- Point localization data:
════════

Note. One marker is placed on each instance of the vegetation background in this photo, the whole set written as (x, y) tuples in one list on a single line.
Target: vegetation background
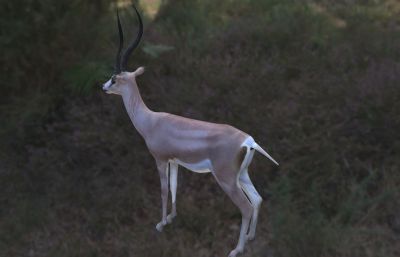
[(315, 82)]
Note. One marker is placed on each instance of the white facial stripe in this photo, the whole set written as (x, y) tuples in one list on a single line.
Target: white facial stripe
[(107, 85)]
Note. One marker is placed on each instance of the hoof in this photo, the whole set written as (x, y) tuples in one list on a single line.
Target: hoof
[(250, 237), (160, 226), (235, 252), (170, 218)]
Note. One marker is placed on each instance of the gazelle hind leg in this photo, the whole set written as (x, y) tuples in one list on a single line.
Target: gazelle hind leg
[(255, 200), (163, 172), (231, 188), (173, 184)]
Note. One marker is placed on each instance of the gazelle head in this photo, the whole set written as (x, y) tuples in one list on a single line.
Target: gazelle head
[(122, 78)]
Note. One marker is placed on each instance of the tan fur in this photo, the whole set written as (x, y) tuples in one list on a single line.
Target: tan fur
[(170, 137)]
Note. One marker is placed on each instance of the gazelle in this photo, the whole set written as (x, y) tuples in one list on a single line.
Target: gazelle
[(222, 150)]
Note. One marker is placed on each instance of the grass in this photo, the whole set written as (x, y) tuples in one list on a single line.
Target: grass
[(314, 82)]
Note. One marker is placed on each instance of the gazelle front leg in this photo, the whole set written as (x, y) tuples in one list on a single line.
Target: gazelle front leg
[(163, 172), (173, 184)]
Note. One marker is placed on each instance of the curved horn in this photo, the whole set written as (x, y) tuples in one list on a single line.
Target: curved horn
[(121, 43), (134, 44)]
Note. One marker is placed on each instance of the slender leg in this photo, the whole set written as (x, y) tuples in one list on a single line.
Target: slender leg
[(163, 172), (173, 184), (236, 194), (255, 200)]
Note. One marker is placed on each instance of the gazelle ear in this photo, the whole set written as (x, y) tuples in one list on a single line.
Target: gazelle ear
[(139, 71)]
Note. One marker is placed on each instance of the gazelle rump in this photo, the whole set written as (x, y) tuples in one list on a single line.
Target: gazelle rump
[(224, 151)]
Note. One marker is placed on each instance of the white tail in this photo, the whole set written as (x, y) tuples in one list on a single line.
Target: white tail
[(263, 152)]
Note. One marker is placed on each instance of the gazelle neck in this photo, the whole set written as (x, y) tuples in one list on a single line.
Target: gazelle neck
[(136, 108)]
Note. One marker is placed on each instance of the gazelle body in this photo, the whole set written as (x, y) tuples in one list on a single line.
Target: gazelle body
[(200, 146)]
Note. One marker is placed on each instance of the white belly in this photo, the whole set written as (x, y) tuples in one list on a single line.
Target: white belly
[(203, 166)]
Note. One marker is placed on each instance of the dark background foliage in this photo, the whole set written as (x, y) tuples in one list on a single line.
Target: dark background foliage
[(315, 82)]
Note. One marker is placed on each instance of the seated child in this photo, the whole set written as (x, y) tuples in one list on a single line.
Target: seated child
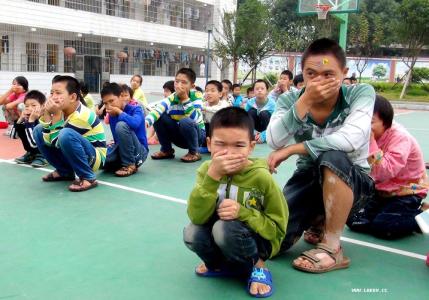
[(70, 136), (178, 119), (33, 102), (89, 101), (238, 213), (398, 169), (10, 101), (298, 81), (285, 84), (212, 104), (260, 109), (238, 99), (227, 91), (127, 124)]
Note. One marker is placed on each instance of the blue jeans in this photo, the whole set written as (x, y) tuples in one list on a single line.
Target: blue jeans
[(127, 149), (388, 218), (304, 192), (228, 244), (74, 155), (184, 133)]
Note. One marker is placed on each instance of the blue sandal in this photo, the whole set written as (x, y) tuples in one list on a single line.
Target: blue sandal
[(263, 276)]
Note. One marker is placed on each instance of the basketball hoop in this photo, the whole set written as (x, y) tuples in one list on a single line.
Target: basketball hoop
[(322, 11)]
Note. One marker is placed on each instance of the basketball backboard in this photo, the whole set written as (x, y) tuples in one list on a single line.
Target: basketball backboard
[(310, 7)]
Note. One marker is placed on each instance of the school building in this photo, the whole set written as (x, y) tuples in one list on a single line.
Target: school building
[(107, 40)]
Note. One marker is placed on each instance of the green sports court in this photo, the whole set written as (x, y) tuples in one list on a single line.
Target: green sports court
[(123, 240)]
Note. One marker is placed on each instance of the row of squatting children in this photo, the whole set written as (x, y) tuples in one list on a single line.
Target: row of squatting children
[(238, 213)]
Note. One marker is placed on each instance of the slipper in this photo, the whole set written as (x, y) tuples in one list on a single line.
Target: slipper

════════

Scan the entries above and show each line that contains the word "slipper".

Note. One marker is placed on each instance of the slipper in this photo, the whole set written as (x, y) tuples in one list on a single line.
Target: slipper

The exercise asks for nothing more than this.